Supplied text:
___
An Empty Seat at the Iftar Table

An Empty Seat at the Iftar Table July 6, 2015

'Detroit City Limits' border sign is seen as traffic enters a westside neighborhood in DetroitThis is Day 19 of Altmuslim’s #30Days30Writers series for Ramadan 2015.

Editorial Note: The following is a true story, but the names have been changed to protect anonymity.

By Khaled A. Beydoun

Every Ramadan, the wrinkles on her brow extend further. Sink deeper. The pronounced lines on her mother’s face ate away Eman’s hunger, only minutes before iftar time on the 12th day of Ramadan.

For Eman, Ramadan in the summer was far more than just dog days of fasting and limitless dishes of her favorite foods. It was a homecoming. An opportunity to relive the circumstance and structure of her childhood, seated at the same wooden table while staring at the same familiar faces. Her mother, Hala, always sat directly in front of her. Her little brother, Hamza, to the left. And an empty seat — where Ali would always plop down after a long day’s work — to the right.

Ramadan brought Eman back to the life she once knew. Much remained the same, but much more had changed within that three-bedroom bungalow off of Warren Avenue and Southfield Road.

Betwixt between two worlds, Eman yearned for the familiarity of home yet assimilated to the trappings of her new life in New York City. She longed for the community, familiarity and warmth Detroit offered. But, she was finally pulled by the excitement, opportunity and adventure in the Big City. Out of place in both homes, the iftar table during Ramadan extended momentary escape and an opportunity to be still in time.

Her mother did not understand the nuances and routine of her new life. Yet, she radiated with pride whenever Eman’s name was in the newspaper. Or, when her daughter scribbled a new status on social media documenting her latest plans or pursuits. This was the only time Hala clicked the “Share” button. Eman was not only the first person in her family to graduate from University and become a successful professional, but also the first to leave home — at least, on her own accord.

Only three members of the family of five sat at the iftar table. Eman’s father fled long ago, returning to Iraq on a business trip that had no return flight. He found another wife and started a new family, only to tell his old family three months after they bid him farewell in the airport terminal.

Eman was only nine when he left.

She kept fond memories of her father locked deep and tight, juxtaposed with a healthy resentment for a man who was able to desert a wife and three children.
___
Dataset extract:
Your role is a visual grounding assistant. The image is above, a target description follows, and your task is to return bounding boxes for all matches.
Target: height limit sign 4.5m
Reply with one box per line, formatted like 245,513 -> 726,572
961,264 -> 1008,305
___
Given task 1:
Summarize the iftar story in two sentences.
Given task 2:
According to the iftar story, how old was Eman when her father left?
Given task 3:
Using the iftar story, explain why the iftar table during Ramadan means so much to Eman.
The listing was drawn from a separate source.

Written answer 1:
For Eman, summer Ramadan is a homecoming to the family table in Detroit, where she relives the structure of her childhood while feeling caught between that home and her new life in New York City. Only three of the five family members sit at that table, because her father left for Iraq when she was nine and started a new family there, and Eman holds fond memories of him alongside resentment.

Written answer 2:
She was nine.

Written answer 3:
Eman feels out of place both in Detroit and in her new life in New York City. The iftar table gives her a momentary escape and a chance to be still in time, reliving the circumstance and structure of her childhood.